Assignment
From the first line to the last, copy the data exactly.

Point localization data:
- Opening Delimiter -

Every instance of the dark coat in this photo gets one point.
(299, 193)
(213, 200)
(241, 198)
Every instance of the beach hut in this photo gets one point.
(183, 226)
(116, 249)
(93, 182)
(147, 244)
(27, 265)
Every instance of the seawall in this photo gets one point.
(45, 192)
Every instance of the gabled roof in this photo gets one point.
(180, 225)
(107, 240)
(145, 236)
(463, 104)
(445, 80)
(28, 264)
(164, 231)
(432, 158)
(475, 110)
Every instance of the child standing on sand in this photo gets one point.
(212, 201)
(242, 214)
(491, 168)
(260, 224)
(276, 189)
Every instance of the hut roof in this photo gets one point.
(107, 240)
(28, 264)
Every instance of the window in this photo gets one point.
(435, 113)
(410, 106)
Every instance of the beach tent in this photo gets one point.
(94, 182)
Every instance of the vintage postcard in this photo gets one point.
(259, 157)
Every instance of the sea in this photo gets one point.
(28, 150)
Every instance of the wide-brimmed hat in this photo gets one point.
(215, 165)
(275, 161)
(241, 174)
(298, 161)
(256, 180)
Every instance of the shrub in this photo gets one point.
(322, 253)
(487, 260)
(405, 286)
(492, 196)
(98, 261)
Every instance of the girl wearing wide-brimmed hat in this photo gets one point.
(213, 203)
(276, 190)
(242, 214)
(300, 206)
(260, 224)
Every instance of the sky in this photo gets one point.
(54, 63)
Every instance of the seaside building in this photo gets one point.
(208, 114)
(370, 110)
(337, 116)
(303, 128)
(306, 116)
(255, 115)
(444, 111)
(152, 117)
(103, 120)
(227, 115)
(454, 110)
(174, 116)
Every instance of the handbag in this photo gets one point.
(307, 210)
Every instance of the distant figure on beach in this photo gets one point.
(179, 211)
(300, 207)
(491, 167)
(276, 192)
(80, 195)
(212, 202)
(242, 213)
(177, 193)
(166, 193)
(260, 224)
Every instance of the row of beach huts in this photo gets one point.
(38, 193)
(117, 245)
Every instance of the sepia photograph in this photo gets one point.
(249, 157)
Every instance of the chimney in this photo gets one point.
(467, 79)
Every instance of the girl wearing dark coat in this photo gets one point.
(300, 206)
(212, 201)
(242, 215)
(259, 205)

- Closing Delimiter -

Output below
Every instance of the dark coat in this photo gets one point.
(299, 193)
(213, 200)
(241, 198)
Every instance of the beach hut in this photo gets one point.
(183, 226)
(116, 249)
(93, 182)
(147, 244)
(27, 265)
Every instance of the seawall in this photo gets one point.
(45, 192)
Every instance of the gabled roof in this photo gets one point.
(180, 225)
(107, 240)
(145, 236)
(463, 104)
(445, 80)
(28, 264)
(164, 231)
(432, 158)
(475, 110)
Every instance of the child standing on sand in this photo gets one point.
(212, 201)
(242, 214)
(491, 168)
(260, 224)
(276, 189)
Every instance of the hut roof in this photo gets one point.
(107, 240)
(28, 264)
Every instance of the window in this photo gets one point.
(435, 113)
(410, 106)
Every instance of the beach tent in this photo gets one point.
(94, 182)
Every instance of the vintage postcard in this photo gets one point.
(259, 157)
Every instance of the sea in this photo gets one point.
(28, 150)
Every instance of the wide-brimmed hat in this photo gets one point.
(215, 165)
(275, 161)
(241, 174)
(298, 161)
(256, 180)
Every instance of the shrub in this photo gets one point.
(322, 253)
(487, 260)
(405, 286)
(492, 196)
(98, 261)
Every instance of the girl wearing wide-brimmed hat in this photo gets one point.
(213, 203)
(276, 190)
(242, 214)
(300, 206)
(260, 224)
Every instance of the sky in this photo gets one point.
(54, 63)
Every instance of the seaside building in this photo gets one point.
(208, 114)
(370, 110)
(337, 116)
(303, 128)
(306, 116)
(255, 115)
(444, 111)
(152, 117)
(103, 120)
(227, 115)
(454, 110)
(174, 116)
Every instance of the handbag in this photo gets one point.
(307, 210)
Every instance of the distant figure on beach in this photo gets one point.
(179, 211)
(300, 207)
(491, 167)
(276, 192)
(80, 195)
(212, 202)
(242, 213)
(177, 193)
(166, 193)
(260, 224)
Every instance of the row of beach huts in this photo gets one point.
(38, 193)
(117, 245)
Every instance of the sepia photograph in this photo gets one point.
(249, 157)
Every instance of the chimney in this photo gets one point.
(467, 79)
Every instance of the girl wearing dark coat in this photo gets one point.
(300, 206)
(212, 201)
(242, 215)
(259, 205)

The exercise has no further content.